_DATASET_.

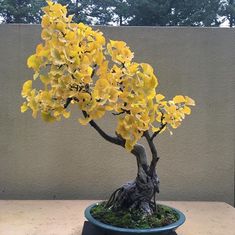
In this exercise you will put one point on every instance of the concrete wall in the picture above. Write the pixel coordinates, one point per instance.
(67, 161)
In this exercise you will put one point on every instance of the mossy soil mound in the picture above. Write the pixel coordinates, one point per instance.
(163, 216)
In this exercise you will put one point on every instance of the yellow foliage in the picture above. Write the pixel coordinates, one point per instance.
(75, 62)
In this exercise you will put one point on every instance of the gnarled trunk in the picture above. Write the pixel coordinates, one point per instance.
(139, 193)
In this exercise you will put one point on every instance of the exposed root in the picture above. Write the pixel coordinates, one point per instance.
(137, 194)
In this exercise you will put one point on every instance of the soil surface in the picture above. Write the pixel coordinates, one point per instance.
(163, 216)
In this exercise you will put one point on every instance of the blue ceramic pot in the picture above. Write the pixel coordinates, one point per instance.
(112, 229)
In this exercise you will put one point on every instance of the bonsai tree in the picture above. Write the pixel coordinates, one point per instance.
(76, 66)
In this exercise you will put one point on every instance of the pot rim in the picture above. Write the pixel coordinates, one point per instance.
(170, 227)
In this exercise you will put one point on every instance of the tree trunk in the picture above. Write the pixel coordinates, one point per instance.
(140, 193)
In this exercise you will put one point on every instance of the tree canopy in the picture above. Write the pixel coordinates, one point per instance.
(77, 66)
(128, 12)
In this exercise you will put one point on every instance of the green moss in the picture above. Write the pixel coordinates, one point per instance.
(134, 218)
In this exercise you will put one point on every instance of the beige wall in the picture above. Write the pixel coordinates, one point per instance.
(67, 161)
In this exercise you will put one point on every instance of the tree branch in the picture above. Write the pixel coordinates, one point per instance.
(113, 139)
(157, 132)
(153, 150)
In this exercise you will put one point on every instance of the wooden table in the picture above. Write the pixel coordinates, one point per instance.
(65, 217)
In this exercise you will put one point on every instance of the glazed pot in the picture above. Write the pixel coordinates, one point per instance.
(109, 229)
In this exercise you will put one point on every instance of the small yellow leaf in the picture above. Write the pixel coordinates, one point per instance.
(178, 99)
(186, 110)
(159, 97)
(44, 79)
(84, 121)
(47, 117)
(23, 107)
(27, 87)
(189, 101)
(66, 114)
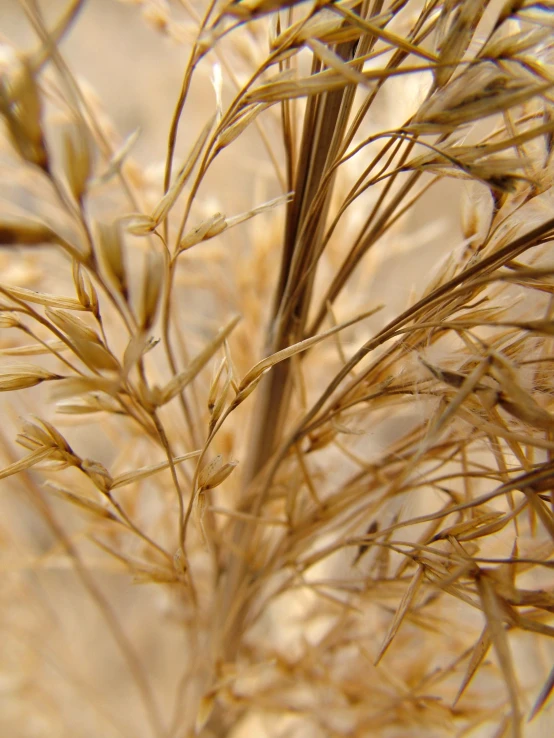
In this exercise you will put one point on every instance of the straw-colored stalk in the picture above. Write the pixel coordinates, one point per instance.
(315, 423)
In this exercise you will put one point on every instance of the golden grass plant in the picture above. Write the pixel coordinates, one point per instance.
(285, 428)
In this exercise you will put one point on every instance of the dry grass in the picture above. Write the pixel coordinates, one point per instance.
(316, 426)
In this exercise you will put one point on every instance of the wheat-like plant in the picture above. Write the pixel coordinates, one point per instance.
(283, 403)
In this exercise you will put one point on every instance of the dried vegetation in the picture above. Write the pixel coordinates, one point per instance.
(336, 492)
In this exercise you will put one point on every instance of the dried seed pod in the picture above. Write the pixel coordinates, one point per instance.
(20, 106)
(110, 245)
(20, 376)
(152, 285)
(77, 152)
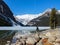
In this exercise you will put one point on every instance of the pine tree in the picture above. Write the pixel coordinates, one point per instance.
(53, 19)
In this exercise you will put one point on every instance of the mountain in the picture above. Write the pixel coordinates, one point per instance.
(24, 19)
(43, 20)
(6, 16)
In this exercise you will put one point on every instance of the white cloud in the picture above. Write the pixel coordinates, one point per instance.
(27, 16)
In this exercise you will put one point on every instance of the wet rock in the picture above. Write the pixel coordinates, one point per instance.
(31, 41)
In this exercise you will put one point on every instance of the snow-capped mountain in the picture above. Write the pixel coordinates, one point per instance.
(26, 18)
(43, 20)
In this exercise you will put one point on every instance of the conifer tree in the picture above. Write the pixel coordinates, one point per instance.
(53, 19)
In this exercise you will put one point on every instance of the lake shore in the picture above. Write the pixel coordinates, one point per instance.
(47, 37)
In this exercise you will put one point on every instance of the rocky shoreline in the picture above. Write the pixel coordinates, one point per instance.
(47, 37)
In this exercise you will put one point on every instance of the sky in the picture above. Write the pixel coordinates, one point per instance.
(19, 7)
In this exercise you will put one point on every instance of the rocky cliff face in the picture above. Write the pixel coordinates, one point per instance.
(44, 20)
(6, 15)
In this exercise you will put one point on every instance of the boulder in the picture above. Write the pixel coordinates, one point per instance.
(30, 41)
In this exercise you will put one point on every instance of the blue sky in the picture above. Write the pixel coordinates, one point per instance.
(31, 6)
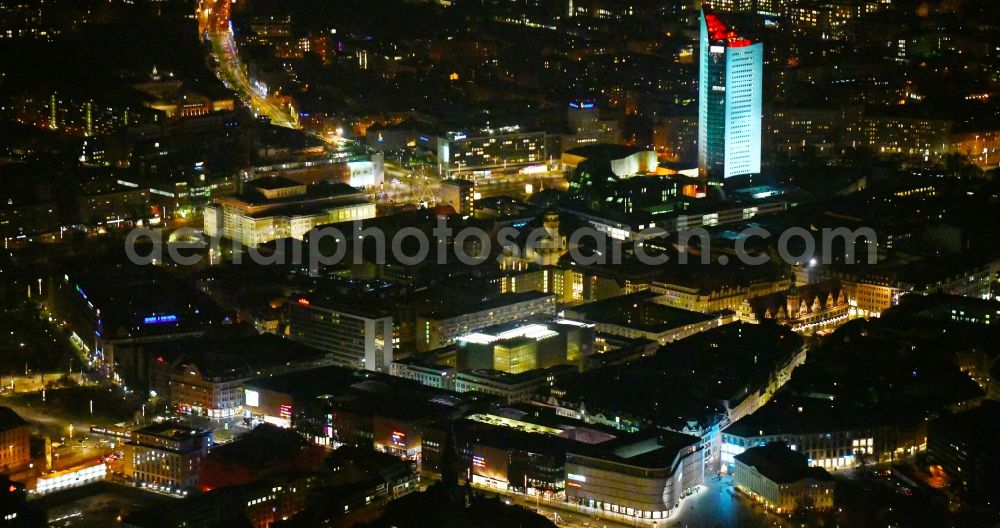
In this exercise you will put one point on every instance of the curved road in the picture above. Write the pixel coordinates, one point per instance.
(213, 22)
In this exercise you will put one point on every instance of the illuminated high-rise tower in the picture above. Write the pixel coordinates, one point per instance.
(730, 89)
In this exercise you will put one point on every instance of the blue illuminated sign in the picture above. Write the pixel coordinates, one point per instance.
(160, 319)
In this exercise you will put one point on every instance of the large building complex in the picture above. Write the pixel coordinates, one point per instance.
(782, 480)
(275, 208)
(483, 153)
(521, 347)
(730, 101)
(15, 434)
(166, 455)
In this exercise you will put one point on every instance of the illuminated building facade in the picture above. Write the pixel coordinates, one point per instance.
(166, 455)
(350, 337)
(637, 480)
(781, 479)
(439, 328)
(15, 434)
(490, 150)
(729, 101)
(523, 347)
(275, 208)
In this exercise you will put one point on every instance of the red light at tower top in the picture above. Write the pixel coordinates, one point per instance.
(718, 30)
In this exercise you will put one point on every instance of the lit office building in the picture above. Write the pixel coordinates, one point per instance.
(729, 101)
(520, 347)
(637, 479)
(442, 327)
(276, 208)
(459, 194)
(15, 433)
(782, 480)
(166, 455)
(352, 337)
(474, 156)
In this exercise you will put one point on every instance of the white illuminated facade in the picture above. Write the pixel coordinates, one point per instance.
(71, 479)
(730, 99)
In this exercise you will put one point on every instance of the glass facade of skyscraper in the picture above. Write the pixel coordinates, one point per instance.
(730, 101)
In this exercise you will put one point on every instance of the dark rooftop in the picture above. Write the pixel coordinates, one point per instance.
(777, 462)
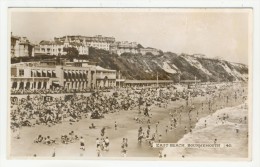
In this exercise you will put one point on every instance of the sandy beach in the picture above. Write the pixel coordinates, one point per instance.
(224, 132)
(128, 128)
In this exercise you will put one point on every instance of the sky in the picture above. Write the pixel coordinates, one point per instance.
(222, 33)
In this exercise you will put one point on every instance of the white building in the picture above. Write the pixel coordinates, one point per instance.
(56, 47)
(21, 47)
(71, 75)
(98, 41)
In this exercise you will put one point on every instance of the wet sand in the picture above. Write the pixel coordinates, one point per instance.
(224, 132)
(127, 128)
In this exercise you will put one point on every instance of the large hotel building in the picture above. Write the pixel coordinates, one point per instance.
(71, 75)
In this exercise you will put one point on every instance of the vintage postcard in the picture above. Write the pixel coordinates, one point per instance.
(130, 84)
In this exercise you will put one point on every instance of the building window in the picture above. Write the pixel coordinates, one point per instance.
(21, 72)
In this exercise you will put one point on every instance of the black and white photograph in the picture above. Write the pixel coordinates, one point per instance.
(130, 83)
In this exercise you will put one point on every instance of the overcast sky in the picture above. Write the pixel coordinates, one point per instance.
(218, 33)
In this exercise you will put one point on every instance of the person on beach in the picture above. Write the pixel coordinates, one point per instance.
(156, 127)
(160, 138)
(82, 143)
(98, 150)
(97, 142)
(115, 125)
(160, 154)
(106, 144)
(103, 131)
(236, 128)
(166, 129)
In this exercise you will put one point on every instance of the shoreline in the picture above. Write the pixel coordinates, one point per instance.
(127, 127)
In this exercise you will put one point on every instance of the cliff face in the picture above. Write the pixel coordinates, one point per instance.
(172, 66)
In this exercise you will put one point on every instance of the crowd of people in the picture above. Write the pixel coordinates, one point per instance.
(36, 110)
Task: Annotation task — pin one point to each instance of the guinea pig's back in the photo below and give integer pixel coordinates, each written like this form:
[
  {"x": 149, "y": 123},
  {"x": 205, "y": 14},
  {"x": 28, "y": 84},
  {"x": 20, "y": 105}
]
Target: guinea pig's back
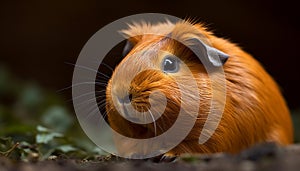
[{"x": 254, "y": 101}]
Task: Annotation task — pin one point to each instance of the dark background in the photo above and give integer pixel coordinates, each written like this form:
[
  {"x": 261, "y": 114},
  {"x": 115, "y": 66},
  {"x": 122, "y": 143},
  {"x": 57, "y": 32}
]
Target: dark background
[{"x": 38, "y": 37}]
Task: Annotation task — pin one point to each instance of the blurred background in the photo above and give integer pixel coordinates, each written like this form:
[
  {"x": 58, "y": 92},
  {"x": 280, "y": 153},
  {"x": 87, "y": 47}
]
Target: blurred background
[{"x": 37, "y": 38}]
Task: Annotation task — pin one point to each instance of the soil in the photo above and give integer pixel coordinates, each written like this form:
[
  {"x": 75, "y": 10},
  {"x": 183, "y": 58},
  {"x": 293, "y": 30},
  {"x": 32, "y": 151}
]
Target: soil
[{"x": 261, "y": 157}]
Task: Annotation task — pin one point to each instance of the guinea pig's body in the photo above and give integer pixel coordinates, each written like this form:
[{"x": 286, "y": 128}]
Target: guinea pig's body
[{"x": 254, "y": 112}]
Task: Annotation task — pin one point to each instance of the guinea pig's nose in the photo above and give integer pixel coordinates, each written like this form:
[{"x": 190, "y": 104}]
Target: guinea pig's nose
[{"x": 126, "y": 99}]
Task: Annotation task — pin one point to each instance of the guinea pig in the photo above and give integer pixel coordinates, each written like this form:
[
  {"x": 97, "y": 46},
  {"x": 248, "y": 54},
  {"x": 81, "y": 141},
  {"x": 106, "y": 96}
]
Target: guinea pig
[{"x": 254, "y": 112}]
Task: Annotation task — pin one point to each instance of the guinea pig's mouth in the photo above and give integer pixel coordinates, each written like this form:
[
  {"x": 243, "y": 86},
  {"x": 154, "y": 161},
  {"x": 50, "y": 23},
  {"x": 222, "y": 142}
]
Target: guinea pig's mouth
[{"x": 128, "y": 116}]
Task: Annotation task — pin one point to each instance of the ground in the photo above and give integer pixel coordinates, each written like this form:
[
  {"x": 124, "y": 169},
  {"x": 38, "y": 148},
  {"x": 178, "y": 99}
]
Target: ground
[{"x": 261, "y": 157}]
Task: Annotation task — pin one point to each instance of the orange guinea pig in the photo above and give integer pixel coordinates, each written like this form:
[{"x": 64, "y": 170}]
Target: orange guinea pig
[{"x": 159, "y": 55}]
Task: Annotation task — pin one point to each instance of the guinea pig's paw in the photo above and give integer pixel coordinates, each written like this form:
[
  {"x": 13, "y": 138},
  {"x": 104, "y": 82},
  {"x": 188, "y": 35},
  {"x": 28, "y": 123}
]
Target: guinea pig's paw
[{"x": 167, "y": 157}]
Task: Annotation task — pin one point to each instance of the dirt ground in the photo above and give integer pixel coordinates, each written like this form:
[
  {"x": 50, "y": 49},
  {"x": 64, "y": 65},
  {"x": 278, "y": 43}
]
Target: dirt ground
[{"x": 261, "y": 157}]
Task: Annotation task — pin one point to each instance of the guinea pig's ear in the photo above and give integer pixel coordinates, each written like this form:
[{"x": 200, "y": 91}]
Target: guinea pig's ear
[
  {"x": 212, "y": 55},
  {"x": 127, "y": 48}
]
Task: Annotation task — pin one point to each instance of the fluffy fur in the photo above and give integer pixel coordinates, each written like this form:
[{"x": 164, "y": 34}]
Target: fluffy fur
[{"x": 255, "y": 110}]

_WORK ORDER_. Please repeat, exactly and only, the lines from the one containing "Target: guinea pig's paw" through the last line of the records, both included.

_OUTPUT_.
Target: guinea pig's paw
[{"x": 167, "y": 157}]
Task: Annotation task — pin one point to each instance of the dirt ground in the photo above and give integer pixel coordinates, each written like this form:
[
  {"x": 50, "y": 49},
  {"x": 64, "y": 65},
  {"x": 278, "y": 43}
]
Target: dirt ground
[{"x": 261, "y": 157}]
Task: Annotation task — pin one point to each instance of the guinea pig's ear in the photo above and give integer pixel coordinates, each written like this form:
[{"x": 200, "y": 91}]
Target: guinea pig's ear
[
  {"x": 212, "y": 55},
  {"x": 127, "y": 48}
]
Task: Annotation task — pin one point to each instance of the fluffy fur in the photo above and give integer pixel coordinates, each written like this form:
[{"x": 164, "y": 34}]
Target: fluffy fur
[{"x": 255, "y": 110}]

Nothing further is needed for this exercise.